App::new(catalog, params)
    .with_hooks((UartLogger,))
    .execute(pipeline)?;

Note that in no_std, the error string in on_node_error is always "node error" (not the full error message), since Display formatting requires allocation.

Dataset names

In no_std, the catalog indexer is not available, so DatasetRef::name in hook callbacks is always None. Hooks can still use ds.id (pointer-based) or ds.meta.type_string() for identification.

PondError in no_std

Only three PondError variants are available without std:

DatasetNotLoaded — a dataset was read before being written
RunnerNotFound — the specified runner name doesn’t match any runner
CheckFailed — pipeline validation failed (used by dispatch with Command::Check)

All other variants (Io, Polars, SerdeYaml, etc.) are feature-gated.

Validation

check() works fully in no_std. It uses fixed-size stack arrays instead of HashMap:

let steps = pipeline(&catalog, &params);
steps.check()?;

// For pipelines with more than 20 datasets:
steps.check_with_capacity::<64>()?;

Examples

Each example includes the full source code and an interactive pipeline visualization.

> _Dataset section_

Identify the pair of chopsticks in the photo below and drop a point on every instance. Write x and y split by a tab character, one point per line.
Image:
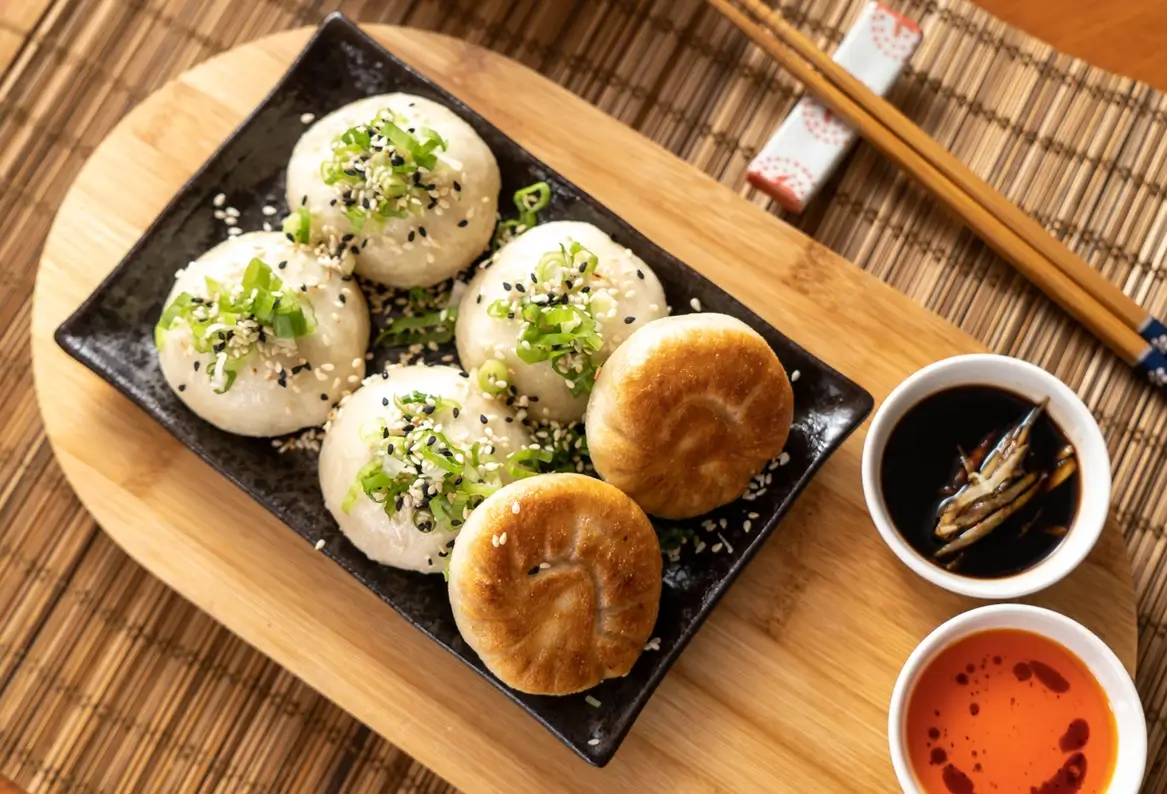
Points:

> _Your task_
Name each PondError variant that the no_std notes above say remains available without std.

> _Answer for this exercise_
DatasetNotLoaded
RunnerNotFound
CheckFailed